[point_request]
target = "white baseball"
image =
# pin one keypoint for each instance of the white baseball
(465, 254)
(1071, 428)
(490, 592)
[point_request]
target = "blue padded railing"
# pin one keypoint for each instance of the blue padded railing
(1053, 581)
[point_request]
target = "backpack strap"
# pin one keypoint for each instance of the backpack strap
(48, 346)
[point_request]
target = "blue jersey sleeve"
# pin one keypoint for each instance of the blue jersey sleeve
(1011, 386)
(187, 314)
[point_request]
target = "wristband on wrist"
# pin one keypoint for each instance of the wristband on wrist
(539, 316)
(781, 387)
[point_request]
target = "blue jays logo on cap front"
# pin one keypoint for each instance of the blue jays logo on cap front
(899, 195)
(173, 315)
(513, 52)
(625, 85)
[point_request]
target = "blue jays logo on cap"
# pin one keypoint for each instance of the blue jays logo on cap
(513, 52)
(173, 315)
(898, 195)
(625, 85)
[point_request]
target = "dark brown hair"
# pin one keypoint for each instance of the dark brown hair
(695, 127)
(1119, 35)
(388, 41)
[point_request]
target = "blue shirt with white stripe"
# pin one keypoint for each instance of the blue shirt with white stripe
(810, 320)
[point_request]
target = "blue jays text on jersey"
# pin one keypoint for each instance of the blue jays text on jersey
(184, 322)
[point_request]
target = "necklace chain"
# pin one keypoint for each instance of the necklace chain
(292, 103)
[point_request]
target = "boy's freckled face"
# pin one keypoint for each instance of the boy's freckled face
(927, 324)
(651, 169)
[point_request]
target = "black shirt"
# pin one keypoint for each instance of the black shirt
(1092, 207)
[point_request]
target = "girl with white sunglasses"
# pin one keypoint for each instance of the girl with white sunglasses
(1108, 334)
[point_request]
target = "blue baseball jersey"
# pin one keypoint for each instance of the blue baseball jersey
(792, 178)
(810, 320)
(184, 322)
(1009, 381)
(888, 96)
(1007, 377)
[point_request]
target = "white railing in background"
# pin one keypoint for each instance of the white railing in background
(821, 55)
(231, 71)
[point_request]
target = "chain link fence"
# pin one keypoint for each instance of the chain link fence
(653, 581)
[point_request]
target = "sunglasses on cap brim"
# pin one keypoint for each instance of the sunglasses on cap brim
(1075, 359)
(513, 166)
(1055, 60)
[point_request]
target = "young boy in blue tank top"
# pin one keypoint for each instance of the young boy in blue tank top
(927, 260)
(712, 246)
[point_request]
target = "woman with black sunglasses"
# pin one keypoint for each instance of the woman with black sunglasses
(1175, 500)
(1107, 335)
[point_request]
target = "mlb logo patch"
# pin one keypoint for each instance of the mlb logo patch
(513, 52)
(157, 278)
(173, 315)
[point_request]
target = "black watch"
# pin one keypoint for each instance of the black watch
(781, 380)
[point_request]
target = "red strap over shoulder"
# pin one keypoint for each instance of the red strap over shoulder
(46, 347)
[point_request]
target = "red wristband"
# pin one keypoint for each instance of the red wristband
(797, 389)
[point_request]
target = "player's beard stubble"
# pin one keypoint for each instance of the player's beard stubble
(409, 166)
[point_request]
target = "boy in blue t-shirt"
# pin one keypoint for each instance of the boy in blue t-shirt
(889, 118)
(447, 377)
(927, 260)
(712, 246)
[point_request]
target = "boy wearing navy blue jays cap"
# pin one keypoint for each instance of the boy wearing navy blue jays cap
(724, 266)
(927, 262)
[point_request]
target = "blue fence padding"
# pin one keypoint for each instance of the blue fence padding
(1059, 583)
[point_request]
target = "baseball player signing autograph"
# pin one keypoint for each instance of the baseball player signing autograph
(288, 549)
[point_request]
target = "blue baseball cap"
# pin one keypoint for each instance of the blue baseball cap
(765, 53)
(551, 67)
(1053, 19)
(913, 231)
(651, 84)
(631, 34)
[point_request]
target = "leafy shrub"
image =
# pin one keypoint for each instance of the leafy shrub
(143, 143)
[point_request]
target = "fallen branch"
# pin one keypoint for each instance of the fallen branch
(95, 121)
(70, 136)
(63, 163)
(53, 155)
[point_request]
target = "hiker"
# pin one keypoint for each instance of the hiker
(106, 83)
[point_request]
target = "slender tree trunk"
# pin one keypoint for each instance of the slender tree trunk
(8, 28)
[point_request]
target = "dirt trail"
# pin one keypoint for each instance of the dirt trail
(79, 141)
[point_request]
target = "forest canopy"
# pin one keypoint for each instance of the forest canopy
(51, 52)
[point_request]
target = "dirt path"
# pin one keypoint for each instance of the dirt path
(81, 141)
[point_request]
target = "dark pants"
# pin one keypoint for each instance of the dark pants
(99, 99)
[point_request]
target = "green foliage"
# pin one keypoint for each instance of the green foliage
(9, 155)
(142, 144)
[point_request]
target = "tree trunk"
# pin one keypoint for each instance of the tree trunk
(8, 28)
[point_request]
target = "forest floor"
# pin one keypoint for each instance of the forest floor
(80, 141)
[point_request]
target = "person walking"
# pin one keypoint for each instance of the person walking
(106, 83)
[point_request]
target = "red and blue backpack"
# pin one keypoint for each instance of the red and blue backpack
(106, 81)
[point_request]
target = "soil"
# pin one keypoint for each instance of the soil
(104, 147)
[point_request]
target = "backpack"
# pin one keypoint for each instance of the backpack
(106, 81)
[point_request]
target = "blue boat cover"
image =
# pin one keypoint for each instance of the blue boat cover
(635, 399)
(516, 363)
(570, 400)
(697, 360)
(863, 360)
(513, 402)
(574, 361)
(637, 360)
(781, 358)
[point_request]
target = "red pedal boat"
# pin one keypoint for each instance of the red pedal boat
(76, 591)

++++

- [Consigne]
Recopiez à l'identique toutes les lignes des items ci-dessus, sans en omettre aucune.

- [Réponse]
[point_request]
target = "white baseball"
image =
# pin one keypoint for each instance of the white baseball
(465, 254)
(1071, 428)
(490, 592)
[point_request]
target = "blue padded railing"
# pin one keypoint for each instance of the blue padded railing
(1053, 581)
[point_request]
target = "backpack strap"
# pin one keypoint for each instance of the backpack strap
(48, 346)
[point_request]
target = "blue jersey sleeve"
# pin one keypoint for each instance of the blue jersey sleeve
(1011, 386)
(187, 314)
[point_request]
target = "wristband on wrist"
# pin one keypoint for each instance of the wristband on wrist
(539, 316)
(781, 387)
[point_request]
target = "blue jays logo on cap front"
# pin one keypoint for each instance of the blue jays logo on cap front
(899, 195)
(173, 315)
(513, 52)
(625, 85)
[point_request]
target = "blue jays logo on cap"
# pin one keypoint for each instance of the blue jays logo on cap
(513, 52)
(173, 315)
(898, 195)
(625, 85)
[point_request]
target = "dark brown hair"
# pin one keypoint for each instance of the dark brown hair
(695, 127)
(1119, 35)
(388, 41)
[point_request]
target = "blue shirt with white stripe"
# pin one keypoint for each instance of the blue shirt with white stripe
(810, 320)
[point_request]
target = "blue jays text on jersey"
# pin one keypoint for each instance of the blue jays text on jersey
(184, 322)
[point_request]
target = "necklace chain"
# pin one keypoint for each instance of the necklace chain
(292, 103)
[point_request]
target = "boy's freckled face"
# pin one keypoint for each instance of the boy's freckled face
(927, 324)
(651, 169)
[point_request]
target = "black shirt"
# pin one keypoint for each instance of the black shirt
(1092, 207)
[point_request]
target = "girl with white sunglasses"
# pin one keypoint for each instance of the girl with white sunglasses
(1108, 334)
[point_request]
target = "blue baseball jersey"
# pin one keypoint for each instance of the blue baseball jersey
(792, 178)
(810, 320)
(184, 322)
(1009, 381)
(888, 96)
(1007, 377)
[point_request]
target = "white railing in background"
# pin one keypoint for each instance of the white railing in background
(821, 55)
(231, 71)
[point_request]
target = "chain link fence"
# pin one keypoint for each instance of the chain link fence
(653, 581)
[point_request]
target = "sunglasses on cap brim"
# pin one keypoint for each instance of the sunglasses on cap brim
(1075, 359)
(513, 166)
(1055, 60)
[point_request]
target = "young boy in blue tank top"
# pin one keypoint for each instance of the young boy in blue tank top
(927, 260)
(712, 246)
[point_request]
target = "woman with black sunglasses"
# pin one keypoint for each instance of the woman with black sunglasses
(1175, 500)
(1107, 335)
[point_request]
target = "mlb logo patch"
# pin one keypoint for each instance of the mlb logo patch
(513, 52)
(157, 278)
(173, 315)
[point_request]
target = "black watch"
# pin one keypoint for each instance of the black watch
(781, 380)
[point_request]
target = "red strap over shoulder"
# pin one keypoint for each instance of the red strap over shoulder
(46, 347)
[point_request]
target = "red wristband"
# pin one keypoint for each instance of the red wristband
(797, 389)
[point_request]
target = "player's beard stubble"
# pin one keypoint for each instance of the player's beard stubble
(409, 166)
[point_request]
target = "boy in blue t-shirt"
# pin one keypoint for each instance of the boy in blue t-shirt
(889, 118)
(447, 377)
(927, 260)
(712, 246)
[point_request]
target = "boy wearing navy blue jays cap"
# pin one keypoint for each instance of the boy wearing navy blue jays cap
(724, 266)
(927, 262)
[point_request]
target = "blue fence padding"
# pin one keypoint for each instance of the blue fence padding
(1059, 583)
[point_request]
target = "baseball player signing autograph"
# pin one keypoint for each instance of the baseball player signing autograph
(288, 549)
[point_request]
target = "blue baseball cap"
# pin one keypoint for each instance of the blue baseball cap
(765, 53)
(551, 67)
(1053, 19)
(913, 231)
(651, 84)
(631, 34)
[point_request]
target = "leafy shrub"
image =
# pin one keypoint for each instance of the leafy shrub
(143, 143)
[point_request]
target = "fallen branch"
# pin one keypoint for each instance of the fallen branch
(95, 121)
(70, 136)
(63, 163)
(53, 155)
[point_request]
target = "hiker"
# pin one keypoint for each instance of the hiker
(106, 83)
[point_request]
target = "slender tree trunk"
# pin one keypoint for each instance of the slender tree trunk
(8, 28)
[point_request]
target = "dirt trail"
# pin one keypoint for each instance of the dirt trail
(79, 141)
[point_request]
target = "forest canopy"
# pin one keypoint for each instance of the forest canopy
(51, 52)
[point_request]
target = "dirt path"
# pin one keypoint for each instance of the dirt path
(81, 141)
[point_request]
target = "dark pants"
# pin one keypoint for each instance of the dark pants
(99, 99)
[point_request]
target = "green foliage"
# pin one keypoint for each instance of the green foliage
(9, 155)
(142, 144)
[point_request]
target = "tree trunk"
# pin one keypoint for each instance of the tree trunk
(8, 28)
[point_request]
target = "forest floor"
# pin one keypoint for each instance of the forest floor
(80, 141)
[point_request]
target = "person walking"
# pin one keypoint for each instance of the person walking
(106, 83)
[point_request]
target = "red and blue backpack"
# pin one keypoint for each instance of the red and blue backpack
(106, 81)
[point_request]
target = "soil"
# pin one keypoint for each instance of the soil
(104, 147)
[point_request]
target = "backpack"
# pin one keypoint for each instance of the backpack
(106, 81)
[point_request]
target = "blue boat cover"
image =
# pin one keypoint for each instance of the blue boat cover
(635, 399)
(516, 363)
(570, 400)
(697, 360)
(863, 360)
(513, 402)
(574, 361)
(637, 360)
(781, 358)
[point_request]
target = "red pedal boat"
# pin one keypoint for each instance of the red pedal boat
(76, 591)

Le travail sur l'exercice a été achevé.